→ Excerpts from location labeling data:
■ ■ ■ ■ ■

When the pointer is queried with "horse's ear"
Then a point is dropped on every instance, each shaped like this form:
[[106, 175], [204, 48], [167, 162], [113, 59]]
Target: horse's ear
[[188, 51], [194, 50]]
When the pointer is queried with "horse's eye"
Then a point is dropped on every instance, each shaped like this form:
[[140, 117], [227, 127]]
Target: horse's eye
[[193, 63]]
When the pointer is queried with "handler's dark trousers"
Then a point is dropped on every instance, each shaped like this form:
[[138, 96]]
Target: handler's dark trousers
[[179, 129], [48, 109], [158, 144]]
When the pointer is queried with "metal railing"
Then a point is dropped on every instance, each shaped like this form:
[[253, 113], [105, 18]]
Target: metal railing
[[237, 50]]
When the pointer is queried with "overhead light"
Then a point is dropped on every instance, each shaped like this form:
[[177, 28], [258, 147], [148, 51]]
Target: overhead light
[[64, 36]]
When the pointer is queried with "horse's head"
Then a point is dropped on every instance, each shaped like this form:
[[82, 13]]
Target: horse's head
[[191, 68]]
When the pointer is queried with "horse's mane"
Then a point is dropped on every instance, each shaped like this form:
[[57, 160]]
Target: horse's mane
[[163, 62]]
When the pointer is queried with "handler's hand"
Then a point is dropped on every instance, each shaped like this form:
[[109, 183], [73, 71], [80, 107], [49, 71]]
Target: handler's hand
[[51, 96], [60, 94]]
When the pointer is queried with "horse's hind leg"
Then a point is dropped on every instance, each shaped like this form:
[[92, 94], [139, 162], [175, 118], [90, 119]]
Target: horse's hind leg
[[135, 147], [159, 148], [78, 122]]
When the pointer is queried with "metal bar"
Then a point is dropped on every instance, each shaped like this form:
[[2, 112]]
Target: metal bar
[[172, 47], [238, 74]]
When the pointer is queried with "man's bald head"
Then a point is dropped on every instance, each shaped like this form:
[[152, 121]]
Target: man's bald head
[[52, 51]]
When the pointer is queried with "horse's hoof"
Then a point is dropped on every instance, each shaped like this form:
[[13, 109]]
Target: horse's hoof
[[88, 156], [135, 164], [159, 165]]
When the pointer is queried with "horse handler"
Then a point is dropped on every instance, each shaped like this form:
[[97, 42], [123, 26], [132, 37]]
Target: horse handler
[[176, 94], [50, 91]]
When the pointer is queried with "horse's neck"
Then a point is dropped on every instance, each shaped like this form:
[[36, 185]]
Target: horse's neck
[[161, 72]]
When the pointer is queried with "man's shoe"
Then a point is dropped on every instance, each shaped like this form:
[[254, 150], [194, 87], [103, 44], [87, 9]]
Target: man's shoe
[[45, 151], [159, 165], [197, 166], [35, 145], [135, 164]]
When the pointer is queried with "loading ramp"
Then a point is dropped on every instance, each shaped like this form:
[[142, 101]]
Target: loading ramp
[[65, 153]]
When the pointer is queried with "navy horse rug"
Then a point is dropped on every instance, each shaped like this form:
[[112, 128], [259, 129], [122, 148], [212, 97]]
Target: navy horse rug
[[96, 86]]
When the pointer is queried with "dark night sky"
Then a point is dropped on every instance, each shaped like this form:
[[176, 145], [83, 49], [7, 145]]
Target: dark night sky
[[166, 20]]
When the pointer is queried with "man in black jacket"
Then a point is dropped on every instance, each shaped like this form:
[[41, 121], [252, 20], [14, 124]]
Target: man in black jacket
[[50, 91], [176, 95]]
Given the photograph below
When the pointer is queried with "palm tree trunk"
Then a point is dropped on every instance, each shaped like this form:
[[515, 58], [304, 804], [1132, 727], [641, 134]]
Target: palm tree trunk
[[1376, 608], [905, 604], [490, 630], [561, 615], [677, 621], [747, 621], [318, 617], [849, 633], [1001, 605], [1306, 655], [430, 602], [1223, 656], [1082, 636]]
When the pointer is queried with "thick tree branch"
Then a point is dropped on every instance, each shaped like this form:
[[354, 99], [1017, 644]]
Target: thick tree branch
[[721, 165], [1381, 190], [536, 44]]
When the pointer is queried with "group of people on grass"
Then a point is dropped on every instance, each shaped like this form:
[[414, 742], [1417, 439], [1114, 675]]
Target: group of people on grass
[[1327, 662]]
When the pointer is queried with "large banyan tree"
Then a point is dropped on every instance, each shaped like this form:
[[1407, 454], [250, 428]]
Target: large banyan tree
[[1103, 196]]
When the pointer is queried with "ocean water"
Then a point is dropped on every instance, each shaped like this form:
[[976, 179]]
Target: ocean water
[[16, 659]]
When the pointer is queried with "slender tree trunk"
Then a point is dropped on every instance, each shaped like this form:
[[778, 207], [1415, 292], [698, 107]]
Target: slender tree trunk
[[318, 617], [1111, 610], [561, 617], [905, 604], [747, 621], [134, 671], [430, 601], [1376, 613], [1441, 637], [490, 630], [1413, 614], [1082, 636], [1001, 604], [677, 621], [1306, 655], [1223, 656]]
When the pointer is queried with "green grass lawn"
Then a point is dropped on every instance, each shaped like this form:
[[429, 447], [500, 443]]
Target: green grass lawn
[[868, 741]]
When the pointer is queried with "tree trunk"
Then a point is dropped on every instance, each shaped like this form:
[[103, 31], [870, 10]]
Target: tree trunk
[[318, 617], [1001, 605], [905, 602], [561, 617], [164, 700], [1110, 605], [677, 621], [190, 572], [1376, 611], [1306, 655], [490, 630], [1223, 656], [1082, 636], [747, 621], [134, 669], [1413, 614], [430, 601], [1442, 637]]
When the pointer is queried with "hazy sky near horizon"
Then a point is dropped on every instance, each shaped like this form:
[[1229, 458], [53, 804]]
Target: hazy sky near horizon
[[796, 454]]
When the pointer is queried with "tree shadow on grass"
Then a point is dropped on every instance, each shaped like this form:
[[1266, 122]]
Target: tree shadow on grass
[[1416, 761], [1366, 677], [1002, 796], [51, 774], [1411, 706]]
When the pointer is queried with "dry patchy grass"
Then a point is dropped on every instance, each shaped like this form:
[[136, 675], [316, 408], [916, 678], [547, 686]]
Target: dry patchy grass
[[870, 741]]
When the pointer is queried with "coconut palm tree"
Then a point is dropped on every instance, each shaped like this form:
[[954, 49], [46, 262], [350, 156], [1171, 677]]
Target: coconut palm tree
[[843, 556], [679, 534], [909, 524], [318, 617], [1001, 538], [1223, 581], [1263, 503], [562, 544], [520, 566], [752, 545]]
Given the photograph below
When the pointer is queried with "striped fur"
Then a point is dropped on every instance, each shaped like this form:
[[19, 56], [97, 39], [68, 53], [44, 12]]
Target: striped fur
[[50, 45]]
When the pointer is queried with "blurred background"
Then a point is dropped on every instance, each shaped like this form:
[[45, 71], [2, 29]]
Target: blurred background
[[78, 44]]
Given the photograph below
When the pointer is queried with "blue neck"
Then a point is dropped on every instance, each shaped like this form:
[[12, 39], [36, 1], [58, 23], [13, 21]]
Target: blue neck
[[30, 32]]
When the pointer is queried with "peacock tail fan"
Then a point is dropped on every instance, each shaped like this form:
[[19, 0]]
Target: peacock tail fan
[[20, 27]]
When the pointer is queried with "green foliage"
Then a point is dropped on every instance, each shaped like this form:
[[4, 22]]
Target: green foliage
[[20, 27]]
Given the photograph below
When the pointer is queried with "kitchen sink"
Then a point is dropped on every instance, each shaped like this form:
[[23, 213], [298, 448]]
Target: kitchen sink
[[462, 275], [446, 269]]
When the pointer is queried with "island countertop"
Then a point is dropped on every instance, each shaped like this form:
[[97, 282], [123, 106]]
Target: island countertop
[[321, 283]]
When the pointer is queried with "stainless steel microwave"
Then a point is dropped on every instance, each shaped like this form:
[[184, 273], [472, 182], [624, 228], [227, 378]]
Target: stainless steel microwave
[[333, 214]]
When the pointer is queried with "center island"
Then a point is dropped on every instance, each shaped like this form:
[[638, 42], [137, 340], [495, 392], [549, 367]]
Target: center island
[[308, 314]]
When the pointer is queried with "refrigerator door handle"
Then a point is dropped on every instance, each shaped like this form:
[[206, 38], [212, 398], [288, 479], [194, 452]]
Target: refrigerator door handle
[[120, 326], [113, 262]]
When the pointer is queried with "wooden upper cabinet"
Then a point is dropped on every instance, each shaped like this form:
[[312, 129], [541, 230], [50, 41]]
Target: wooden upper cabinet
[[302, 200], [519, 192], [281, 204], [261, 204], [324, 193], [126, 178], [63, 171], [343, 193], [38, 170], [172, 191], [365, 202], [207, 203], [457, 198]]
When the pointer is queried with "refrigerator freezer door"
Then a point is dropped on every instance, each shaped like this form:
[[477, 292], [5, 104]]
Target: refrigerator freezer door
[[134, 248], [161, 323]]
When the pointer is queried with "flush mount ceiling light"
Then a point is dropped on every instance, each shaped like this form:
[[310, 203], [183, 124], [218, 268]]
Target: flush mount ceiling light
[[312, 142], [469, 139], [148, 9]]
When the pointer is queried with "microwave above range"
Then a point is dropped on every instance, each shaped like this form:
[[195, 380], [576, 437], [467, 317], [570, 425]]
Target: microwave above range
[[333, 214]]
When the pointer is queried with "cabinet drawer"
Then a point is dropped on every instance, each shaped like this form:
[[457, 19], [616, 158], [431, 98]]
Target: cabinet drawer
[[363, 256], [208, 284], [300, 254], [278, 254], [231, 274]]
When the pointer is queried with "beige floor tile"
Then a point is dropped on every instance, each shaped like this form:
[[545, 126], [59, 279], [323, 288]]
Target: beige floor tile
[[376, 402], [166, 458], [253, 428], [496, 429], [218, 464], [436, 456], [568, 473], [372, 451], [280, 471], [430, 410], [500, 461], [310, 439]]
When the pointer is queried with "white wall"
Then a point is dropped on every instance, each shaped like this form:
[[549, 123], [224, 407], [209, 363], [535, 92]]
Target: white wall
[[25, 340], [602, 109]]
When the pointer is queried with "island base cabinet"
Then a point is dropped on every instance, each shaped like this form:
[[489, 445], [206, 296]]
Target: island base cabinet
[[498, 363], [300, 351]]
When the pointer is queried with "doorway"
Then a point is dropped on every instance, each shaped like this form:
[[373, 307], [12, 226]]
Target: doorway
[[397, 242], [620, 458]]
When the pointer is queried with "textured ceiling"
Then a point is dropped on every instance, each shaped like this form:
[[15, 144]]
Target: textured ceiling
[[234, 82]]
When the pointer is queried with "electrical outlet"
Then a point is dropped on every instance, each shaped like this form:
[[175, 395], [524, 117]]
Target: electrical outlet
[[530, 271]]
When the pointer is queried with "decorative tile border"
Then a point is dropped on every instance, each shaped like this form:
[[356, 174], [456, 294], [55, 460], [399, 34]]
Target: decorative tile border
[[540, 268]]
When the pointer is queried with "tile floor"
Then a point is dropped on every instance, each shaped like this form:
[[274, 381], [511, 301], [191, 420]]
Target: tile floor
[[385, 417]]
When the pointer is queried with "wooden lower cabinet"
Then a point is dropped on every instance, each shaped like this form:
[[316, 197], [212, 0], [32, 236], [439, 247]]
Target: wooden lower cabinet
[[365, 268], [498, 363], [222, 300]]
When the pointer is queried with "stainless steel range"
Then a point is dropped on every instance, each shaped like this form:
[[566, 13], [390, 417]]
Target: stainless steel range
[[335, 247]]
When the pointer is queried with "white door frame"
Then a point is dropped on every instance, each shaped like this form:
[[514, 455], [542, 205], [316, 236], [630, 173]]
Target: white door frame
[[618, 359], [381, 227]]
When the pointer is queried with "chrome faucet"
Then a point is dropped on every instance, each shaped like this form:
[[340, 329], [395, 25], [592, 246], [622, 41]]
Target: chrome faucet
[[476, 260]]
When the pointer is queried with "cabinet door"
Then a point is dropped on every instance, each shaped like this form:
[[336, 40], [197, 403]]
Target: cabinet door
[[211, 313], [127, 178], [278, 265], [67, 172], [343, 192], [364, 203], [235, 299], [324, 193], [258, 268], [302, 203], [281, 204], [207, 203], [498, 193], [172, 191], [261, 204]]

■ ■ ■ ■ ■

→ Given request: Retype the material from its first line through the line containing "[[172, 47], [238, 74]]", including both of those lines.

→ The result:
When the pointer is queried with "horse's ear"
Then a point is dropped on every instance, each shaped like this form:
[[106, 175], [204, 48], [167, 162], [113, 59]]
Target: horse's ear
[[188, 51], [194, 50]]
When the pointer is queried with "horse's eye"
Then a point is dropped on every instance, each shaped like this form:
[[140, 117], [227, 127]]
Target: horse's eye
[[193, 63]]
When the pointer is queried with "handler's dark trousers"
Then a point is dropped on every instance, each shaped like this form:
[[138, 96]]
Target: handler's dark trousers
[[179, 129], [48, 109], [158, 144]]
When the pointer is queried with "metal railing"
Then a point is dropped on every instance, each shaped like this form:
[[253, 113], [105, 18]]
Target: metal railing
[[237, 50]]
When the pointer is queried with "overhead light"
Then a point is dropped on every instance, each shaped like this form:
[[177, 28], [258, 147], [148, 51]]
Target: overhead light
[[64, 36]]
When the pointer is queried with "horse's head"
Then a point is dropped on every instance, each shaped like this form:
[[82, 13]]
Target: horse's head
[[191, 68]]
When the pointer is queried with "horse's mane"
Then a point is dropped on every instance, each shaped like this form:
[[57, 160]]
Target: horse's mane
[[163, 62]]
When the pointer is queried with "handler's hand"
Then a point is dropped on every instance, each shaped like this form:
[[109, 183], [73, 71], [80, 107], [49, 71]]
Target: handler's hand
[[51, 96], [60, 94]]
When the pointer is queried with "horse's hind leg"
Then a point is dropped on every instance, each shaped like this form:
[[92, 94], [139, 162], [175, 118], [90, 119]]
Target: horse's hind leg
[[135, 147], [159, 148], [78, 122]]
When the pointer is queried with "metal bar"
Then a point is dropped on every instance, each shaped like this form:
[[2, 112]]
Target: metal bar
[[172, 47], [238, 74]]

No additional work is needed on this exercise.